_Série d'exercices_
**a)** Pouvez-vous recopier, dans le texte ci-dessous sur le dernier vol d'Atlantis, tout le passage qui va de "Vendredi 8 juillet, à" jusqu'à "des années soixante."?
**b)** Pourriez-vous rédiger la suite du texte ci-dessous sur le dernier lancement de la navette Atlantis, en reprenant là où il s'arrête?

_Extrait du document_
"Weather remains at a 30 percent chance of favorable weather for liftoff at 11:26 a.m. Teams are not working any issues that would delay the launch". Le dernier point fait par la NASA ce matin...
Vendredi 8 juillet, à 17h26 (heure française, soit 11h26 en Floride), si la météo le permet, le lancement d’Atlantis pour la mission STS-135, le 135ème vol d’une navette spatiale américaine, marquera la fin d’une aventure de 30 ans amorcée le 12 avril 1981 avec la première mise en orbite de Columbia, exactement 20 ans après le premier vol de Youri Gagarine. Les premières études ont démarré à la fin des années soixante.
"Tribute to Atlantis" publié par la NASA sur son site. Pour ceux qui préfère les belles images de la navette au décollage ou dans l'espace, voir à la fin de cet article une toute petite sélection d'images de la NASA. Crédit image : NASA
Les spectaculaires images des décollages du space shuttle ou de ses manœuvres en orbite autour de l’ISS ou du télescope Hubble ont certainement incité les jeunes de ma génération à travailler dans le spatial ou même à rêver de devenir astronaute. C’est avec un pincement au cœur qu’ils assisteront demain à ce dernier lancement.

[Lignes de données d'annotation de boîtes]
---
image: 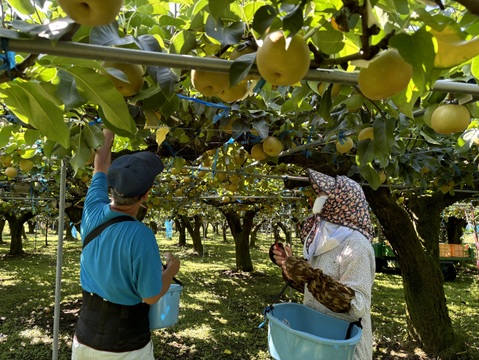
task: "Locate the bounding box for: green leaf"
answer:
[358,165,381,190]
[230,53,256,86]
[7,0,35,15]
[23,129,40,146]
[90,22,129,46]
[55,69,87,110]
[373,118,396,155]
[1,81,70,147]
[319,86,333,121]
[253,5,278,34]
[389,29,435,92]
[0,126,13,148]
[356,139,376,166]
[205,16,245,47]
[160,95,181,119]
[311,23,344,55]
[10,18,77,40]
[283,2,304,36]
[68,139,91,174]
[471,56,479,79]
[169,30,197,54]
[208,0,233,20]
[81,125,105,149]
[66,67,136,135]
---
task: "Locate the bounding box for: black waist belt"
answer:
[75,290,150,352]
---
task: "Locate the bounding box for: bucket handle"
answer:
[258,280,292,329]
[163,264,184,287]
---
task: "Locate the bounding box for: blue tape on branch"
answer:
[0,38,17,71]
[176,94,230,110]
[88,118,102,126]
[338,130,346,145]
[211,148,220,179]
[176,94,230,124]
[253,78,266,96]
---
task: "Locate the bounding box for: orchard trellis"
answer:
[0,36,479,95]
[0,0,479,356]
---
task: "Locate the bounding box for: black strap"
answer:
[83,215,136,249]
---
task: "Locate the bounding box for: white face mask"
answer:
[313,195,328,214]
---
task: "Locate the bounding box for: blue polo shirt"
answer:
[80,172,162,305]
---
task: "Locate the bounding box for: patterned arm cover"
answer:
[283,256,354,313]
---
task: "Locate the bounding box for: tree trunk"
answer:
[174,218,186,247]
[5,211,35,256]
[0,218,5,244]
[275,222,291,244]
[273,223,283,243]
[178,215,203,256]
[221,209,258,272]
[364,187,455,355]
[221,222,228,244]
[27,221,37,234]
[63,221,76,241]
[150,220,158,234]
[249,220,266,247]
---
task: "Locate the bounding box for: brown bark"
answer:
[364,188,455,355]
[221,208,258,272]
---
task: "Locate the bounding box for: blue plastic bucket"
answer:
[266,303,362,360]
[148,284,183,330]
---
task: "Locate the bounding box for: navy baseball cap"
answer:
[106,151,164,198]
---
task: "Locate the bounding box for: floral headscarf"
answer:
[300,169,373,248]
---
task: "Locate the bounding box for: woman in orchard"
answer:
[272,169,375,360]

_Réponses par exercice_
**a)**
Vendredi 8 juillet, à 17h26 (heure française, soit 11h26 en Floride), si la météo le permet, le lancement d’Atlantis pour la mission STS-135, le 135ème vol d’une navette spatiale américaine, marquera la fin d’une aventure de 30 ans amorcée le 12 avril 1981 avec la première mise en orbite de Columbia, exactement 20 ans après le premier vol de Youri Gagarine. Les premières études ont démarré à la fin des années soixante.

**b)**
L’image suivante est une image de l’aire de lancement 39A du Centre Spatial Kennedy en Floride. Elle a été prise par le satellite GeoEye-1 le 1er mai 2011, quelques jours avant que la navette Endeavour ne s’envole pour sa dernière mission (STS-134) vers la Station Spatiale Internationale.
Image du pas de tir 39A au Kennedy Space Center acquise le 1er mai 2011 par le satellite GeoEye-1.
La résolution de l’image d’origine est de 50 centimètres. Celle de la version publiée ici est réduite
d’un rapport 2 environ. L'extrait centré sur la navette est en pleine réoslution. Crédit image GeoEye.
La navette, un fil d’Ariane pour la coopération spatiale entre les Etats-Unis et l’Europe.
C’est insuffisamment connu du public et la société Astrium le rappelle dans un récent communiqué de presse : l’aventure de la navette spatiale est étroitement liée à l’activité spatiale en Europe, à travers des coopérations entre la NASA et les agences nationales ou l’ESA.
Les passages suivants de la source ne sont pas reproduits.